» INSTRUCTIONS FOR THE TASK
Gather every line below where "blue" appears.
----- DATASET RECORDS
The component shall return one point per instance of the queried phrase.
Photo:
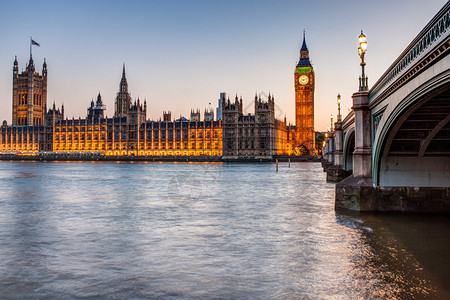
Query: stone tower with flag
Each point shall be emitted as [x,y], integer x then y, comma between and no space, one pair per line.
[29,93]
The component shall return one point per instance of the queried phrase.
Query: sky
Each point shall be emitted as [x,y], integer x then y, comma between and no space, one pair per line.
[180,55]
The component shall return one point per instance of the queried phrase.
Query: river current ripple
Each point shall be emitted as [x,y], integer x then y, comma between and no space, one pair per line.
[205,230]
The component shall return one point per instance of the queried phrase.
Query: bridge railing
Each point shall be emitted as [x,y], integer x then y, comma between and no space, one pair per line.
[411,59]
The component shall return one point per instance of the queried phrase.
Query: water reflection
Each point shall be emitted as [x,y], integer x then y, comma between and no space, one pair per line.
[187,230]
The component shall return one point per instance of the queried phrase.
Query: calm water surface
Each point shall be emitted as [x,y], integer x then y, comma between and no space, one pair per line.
[205,230]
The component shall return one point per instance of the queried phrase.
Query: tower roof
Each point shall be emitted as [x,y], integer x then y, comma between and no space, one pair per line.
[304,54]
[304,47]
[123,81]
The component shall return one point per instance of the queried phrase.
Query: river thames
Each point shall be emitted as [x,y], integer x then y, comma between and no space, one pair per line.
[208,231]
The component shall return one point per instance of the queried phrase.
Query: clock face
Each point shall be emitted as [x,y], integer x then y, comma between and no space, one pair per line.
[303,79]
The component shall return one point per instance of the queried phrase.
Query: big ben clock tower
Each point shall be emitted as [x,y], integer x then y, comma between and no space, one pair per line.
[304,101]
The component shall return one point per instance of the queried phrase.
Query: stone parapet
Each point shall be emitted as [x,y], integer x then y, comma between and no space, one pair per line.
[359,194]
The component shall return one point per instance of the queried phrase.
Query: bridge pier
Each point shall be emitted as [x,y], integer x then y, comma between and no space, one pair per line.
[336,172]
[357,192]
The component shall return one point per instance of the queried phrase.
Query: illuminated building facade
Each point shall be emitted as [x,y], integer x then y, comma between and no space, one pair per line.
[128,133]
[253,135]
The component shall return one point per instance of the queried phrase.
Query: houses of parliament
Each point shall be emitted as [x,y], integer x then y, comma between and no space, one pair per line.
[37,128]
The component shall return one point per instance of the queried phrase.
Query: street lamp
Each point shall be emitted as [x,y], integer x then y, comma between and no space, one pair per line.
[363,86]
[339,117]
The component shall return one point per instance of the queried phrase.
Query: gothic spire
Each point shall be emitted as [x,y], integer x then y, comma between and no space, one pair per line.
[304,47]
[304,54]
[123,81]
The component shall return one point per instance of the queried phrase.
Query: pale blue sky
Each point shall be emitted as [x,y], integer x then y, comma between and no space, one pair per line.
[181,54]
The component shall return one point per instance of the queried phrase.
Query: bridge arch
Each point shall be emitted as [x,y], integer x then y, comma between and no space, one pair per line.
[412,144]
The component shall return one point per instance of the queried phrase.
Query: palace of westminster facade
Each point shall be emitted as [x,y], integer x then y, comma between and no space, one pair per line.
[36,129]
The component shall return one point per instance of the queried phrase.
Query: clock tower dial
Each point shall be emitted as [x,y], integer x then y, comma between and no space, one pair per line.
[304,100]
[303,79]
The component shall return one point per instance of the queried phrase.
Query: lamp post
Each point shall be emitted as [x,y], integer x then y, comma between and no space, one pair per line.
[363,86]
[339,117]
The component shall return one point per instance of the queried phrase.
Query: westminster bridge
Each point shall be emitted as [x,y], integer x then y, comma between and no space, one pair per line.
[392,151]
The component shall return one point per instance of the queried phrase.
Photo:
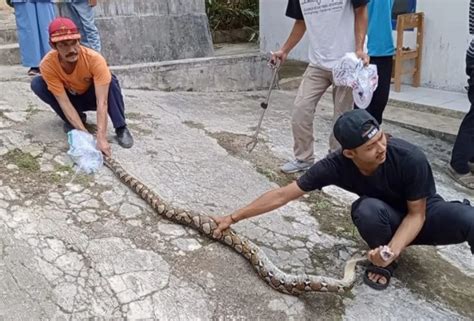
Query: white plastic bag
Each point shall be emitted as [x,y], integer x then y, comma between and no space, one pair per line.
[351,72]
[83,151]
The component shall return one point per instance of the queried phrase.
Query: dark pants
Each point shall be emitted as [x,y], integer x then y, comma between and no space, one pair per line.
[446,222]
[380,96]
[463,150]
[84,102]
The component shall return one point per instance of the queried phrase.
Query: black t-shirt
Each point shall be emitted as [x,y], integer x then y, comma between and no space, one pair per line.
[293,10]
[404,176]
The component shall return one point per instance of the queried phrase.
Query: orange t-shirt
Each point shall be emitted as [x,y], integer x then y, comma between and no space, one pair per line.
[91,68]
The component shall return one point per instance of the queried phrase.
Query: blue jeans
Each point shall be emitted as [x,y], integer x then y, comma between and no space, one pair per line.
[84,102]
[446,222]
[463,150]
[83,16]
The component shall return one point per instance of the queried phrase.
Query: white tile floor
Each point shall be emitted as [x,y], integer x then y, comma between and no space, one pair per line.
[432,97]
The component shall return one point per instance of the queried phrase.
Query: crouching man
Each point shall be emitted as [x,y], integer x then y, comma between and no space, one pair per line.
[75,79]
[398,204]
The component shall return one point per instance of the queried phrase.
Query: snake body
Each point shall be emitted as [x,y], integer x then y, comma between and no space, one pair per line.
[273,276]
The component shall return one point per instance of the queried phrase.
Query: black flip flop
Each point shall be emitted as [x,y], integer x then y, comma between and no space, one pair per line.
[386,272]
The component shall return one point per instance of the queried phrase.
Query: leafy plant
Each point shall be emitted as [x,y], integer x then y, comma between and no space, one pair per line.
[232,14]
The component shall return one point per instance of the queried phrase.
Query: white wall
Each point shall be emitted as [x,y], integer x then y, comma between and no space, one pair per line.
[446,39]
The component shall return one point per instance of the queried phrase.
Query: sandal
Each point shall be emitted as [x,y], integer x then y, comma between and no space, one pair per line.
[386,272]
[466,180]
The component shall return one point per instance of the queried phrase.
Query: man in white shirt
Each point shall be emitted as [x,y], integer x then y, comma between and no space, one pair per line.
[334,27]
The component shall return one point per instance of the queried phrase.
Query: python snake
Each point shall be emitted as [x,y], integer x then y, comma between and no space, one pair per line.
[277,279]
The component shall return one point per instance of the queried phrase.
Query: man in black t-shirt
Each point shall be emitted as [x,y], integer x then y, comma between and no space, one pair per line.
[398,204]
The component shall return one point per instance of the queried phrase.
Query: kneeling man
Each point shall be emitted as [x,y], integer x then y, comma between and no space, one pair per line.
[398,204]
[75,79]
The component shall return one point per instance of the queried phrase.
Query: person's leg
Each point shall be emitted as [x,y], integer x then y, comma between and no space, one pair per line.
[45,14]
[40,88]
[380,96]
[343,101]
[27,30]
[463,150]
[116,104]
[447,223]
[375,220]
[315,82]
[88,28]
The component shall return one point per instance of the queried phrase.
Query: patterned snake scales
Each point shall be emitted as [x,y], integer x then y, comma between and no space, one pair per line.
[277,279]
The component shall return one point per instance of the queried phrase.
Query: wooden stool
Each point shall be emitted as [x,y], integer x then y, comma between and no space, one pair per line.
[404,22]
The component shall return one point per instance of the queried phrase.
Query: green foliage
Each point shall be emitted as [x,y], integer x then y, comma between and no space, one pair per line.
[232,14]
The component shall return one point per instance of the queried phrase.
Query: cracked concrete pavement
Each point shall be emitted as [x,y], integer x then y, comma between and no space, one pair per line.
[74,246]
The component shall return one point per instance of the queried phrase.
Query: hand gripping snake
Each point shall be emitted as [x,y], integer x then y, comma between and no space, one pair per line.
[277,279]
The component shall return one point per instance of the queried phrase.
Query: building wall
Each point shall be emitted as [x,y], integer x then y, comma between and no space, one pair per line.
[446,39]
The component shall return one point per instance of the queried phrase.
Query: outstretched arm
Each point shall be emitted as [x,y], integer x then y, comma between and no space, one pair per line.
[267,202]
[102,92]
[69,111]
[361,23]
[299,28]
[407,231]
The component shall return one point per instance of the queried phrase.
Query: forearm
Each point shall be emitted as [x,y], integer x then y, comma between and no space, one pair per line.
[299,28]
[102,117]
[360,27]
[406,232]
[267,202]
[71,113]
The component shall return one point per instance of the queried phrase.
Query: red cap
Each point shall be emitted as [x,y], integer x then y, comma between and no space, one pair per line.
[61,29]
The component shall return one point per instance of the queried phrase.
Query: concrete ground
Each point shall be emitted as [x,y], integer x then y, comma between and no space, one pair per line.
[75,246]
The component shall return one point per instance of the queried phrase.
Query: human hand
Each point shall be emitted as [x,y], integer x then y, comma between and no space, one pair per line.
[223,223]
[363,56]
[104,146]
[376,258]
[278,55]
----------
» ANSWER TO THE PROBLEM
Query: pale blue sky
Query: blue jeans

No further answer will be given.